Excerpts of pointing data
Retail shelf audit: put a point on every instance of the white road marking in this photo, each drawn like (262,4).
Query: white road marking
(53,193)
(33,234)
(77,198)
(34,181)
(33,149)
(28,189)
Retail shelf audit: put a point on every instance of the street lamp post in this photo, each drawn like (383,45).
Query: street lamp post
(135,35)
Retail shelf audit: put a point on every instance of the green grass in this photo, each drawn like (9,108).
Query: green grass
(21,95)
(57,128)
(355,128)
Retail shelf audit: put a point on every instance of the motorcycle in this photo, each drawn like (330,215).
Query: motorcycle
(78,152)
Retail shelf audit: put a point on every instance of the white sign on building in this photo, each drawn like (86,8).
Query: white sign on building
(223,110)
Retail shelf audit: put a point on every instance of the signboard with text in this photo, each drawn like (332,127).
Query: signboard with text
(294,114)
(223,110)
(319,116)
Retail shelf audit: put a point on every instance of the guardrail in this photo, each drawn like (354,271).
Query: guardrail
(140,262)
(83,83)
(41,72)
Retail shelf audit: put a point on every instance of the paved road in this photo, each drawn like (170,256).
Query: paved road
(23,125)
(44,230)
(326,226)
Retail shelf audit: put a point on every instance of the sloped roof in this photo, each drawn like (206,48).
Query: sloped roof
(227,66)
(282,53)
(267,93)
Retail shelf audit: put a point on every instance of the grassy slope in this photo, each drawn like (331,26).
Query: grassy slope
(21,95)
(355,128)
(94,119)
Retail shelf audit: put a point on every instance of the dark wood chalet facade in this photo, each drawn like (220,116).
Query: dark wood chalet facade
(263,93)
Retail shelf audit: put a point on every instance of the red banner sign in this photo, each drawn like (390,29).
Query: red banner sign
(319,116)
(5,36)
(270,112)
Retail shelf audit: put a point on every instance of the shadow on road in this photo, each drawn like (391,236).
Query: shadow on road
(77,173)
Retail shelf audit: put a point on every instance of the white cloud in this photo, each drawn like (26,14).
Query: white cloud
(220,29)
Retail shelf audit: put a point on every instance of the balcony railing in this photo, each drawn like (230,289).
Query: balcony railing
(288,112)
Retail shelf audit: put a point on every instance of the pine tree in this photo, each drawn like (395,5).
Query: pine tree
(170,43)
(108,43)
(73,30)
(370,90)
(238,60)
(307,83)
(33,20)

### Task
Format the lines above as a numbered list, omitting any blank lines.

### The result
1. Retail shelf audit: put a point on every instance of the white road marking in this photo, each drawn like (262,4).
2. Query: white road marking
3. (53,193)
4. (33,234)
5. (77,198)
6. (34,181)
7. (33,149)
8. (28,189)
9. Retail shelf audit: put a point on every instance of the street lamp post in this photo, each drawn like (383,45).
10. Query: street lamp post
11. (135,35)
12. Retail shelf audit: put a point on every instance of the green grass in this photo, each drawn like (9,108).
13. Query: green grass
14. (21,95)
15. (57,128)
16. (355,128)
17. Retail shelf audit: put a point on every instance of the motorcycle in this photo, each drawn like (330,215).
18. Query: motorcycle
19. (78,152)
20. Retail shelf audit: put a point on every instance of the white sign on building in this photo, each drawn like (86,8).
21. Query: white sign on building
22. (223,110)
23. Retail shelf audit: put a point on every instance of the signboard with text in this photo, each drawn like (332,127).
24. Query: signboard with text
25. (294,114)
26. (223,110)
27. (319,116)
28. Retail shelf audit: put a point on every instance of the guardrail in this photo, each drawn like (354,271).
29. Query: guardrail
30. (140,262)
31. (83,83)
32. (41,72)
33. Retail shelf audit: put a point on every instance of the paved road in this photo, each drawn like (170,256).
34. Query: paved road
35. (23,125)
36. (44,230)
37. (326,226)
38. Retail shelf audit: put a point on every instance of the sloped roof in this photo, each drawn like (206,48).
39. Query: sloped roof
40. (227,66)
41. (282,53)
42. (267,93)
43. Retail shelf audit: put a point on every instance of the grassy slope in this photo, each drawn like (331,26).
44. Query: grassy slope
45. (21,95)
46. (355,128)
47. (94,119)
48. Retail shelf audit: put a point on every instance of the dark wood chalet facade in this photo, each drawn like (220,116).
49. Query: dark wood chalet facade
50. (263,93)
51. Retail shelf audit: put a point on every instance of the red banner sign in this photo, each drawn like (390,29).
52. Query: red banner sign
53. (319,116)
54. (5,36)
55. (270,112)
56. Retail shelf audit: put a point on every instance of the shadow on road in this photo, each drawn like (391,236).
57. Query: shadow on road
58. (77,173)
59. Retail shelf audit: put a point on every instance of the white cloud in this photo, each drawn like (26,14).
60. Query: white cloud
61. (220,29)
62. Retail shelf audit: put a point on every instance of the balcony railing in this photo, each drawn like (230,289).
63. Query: balcony railing
64. (288,112)
65. Retail shelf audit: put a point on every instance of the pine tree in this photo, each drawn like (395,5).
66. Query: pine tree
67. (170,43)
68. (108,43)
69. (73,30)
70. (370,90)
71. (238,60)
72. (307,83)
73. (33,20)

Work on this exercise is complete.